Check your understanding ->
A – From the Event Modeling interview, reproduce the passage from "Instead of arguing" up to and including "back to engineering.".
B – Answer these questions about the Event Modeling interview:
(i) How many random movie frames does Adam compare a list of user stories to?
(ii) Which event might a stakeholder notice is missing before a "Room Booked" event?
(iii) How many pages long is the Word doc Adam mentions?

Instead of arguing about "User Stories" (which are often just vague wishes), we storyboard the entire journey. If you can't draw the flow from a screen to a command, to an event, and then back to a view on another screen, you don't have a requirement. You have a guess. By the end of a session, you don't have a pile of "tickets"; you have a blueprint. It's so clear that a developer knows exactly what to build, and the business owner knows exactly what they're paying for. We're moving software from "creative writing" back to engineering.
Golo: I like that image of a blueprint versus a pile of tickets, because it makes the whole idea much more tangible. To me, that visual timeline connecting commands, events, and views has always been the standout feature of Event Modeling. What makes this format so effective compared to, say, a list of user stories or a traditional requirements document?
Adam: Context. When you use a list of user stories, you're looking at a "pile of tickets." It's like being handed 500 random frames from a movie and being asked to tell the story. You might understand what happens in Frame 42, but you have no idea how we got there or where we're going next.
The blueprint changes the game because it respects the one thing software cannot escape: Time.
It kills the "telephone game" that plagues traditional requirements. A business analyst writes a "shall" statement, a developer interprets it into a class diagram, and a tester tries to guess what the original intent was. With the blueprint, we have a shared language. We're all looking at the same timeline. If a stakeholder sees a "Room Booked" event but realizes there's no "Payment Processed" event before it, they can point at the gap. You can't do that with a 40-page Word doc or a Jira backlog.
It also exposes the "magic." User stories are famous for hand-waving. A story might say: "As a user, I want to receive a personalized recommendation." Great. How? In an Event Model, you have to show the work. If you can't draw the line from the data to the screen, the feature doesn't exist. It forces us to deal with reality early, rather than discovering "missing pieces" two weeks before launch.

Given entries ->
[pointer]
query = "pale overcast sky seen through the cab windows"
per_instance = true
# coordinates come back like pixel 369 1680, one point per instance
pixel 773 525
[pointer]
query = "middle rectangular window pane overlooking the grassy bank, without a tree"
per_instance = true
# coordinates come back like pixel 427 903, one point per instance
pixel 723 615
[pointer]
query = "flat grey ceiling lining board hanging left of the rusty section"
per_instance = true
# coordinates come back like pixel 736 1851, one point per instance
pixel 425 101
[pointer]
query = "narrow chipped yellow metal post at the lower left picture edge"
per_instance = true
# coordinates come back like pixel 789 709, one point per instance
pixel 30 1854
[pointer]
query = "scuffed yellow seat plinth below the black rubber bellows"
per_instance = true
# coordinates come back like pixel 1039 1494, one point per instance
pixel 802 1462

Answer section ->
A –
Instead of arguing about "User Stories" (which are often just vague wishes), we storyboard the entire journey. If you can't draw the flow from a screen to a command, to an event, and then back to a view on another screen, you don't have a requirement. You have a guess. By the end of a session, you don't have a pile of "tickets"; you have a blueprint. It's so clear that a developer knows exactly what to build, and the business owner knows exactly what they're paying for. We're moving software from "creative writing" back to engineering.

B –
(i) 500
(ii) "Payment Processed"
(iii) 40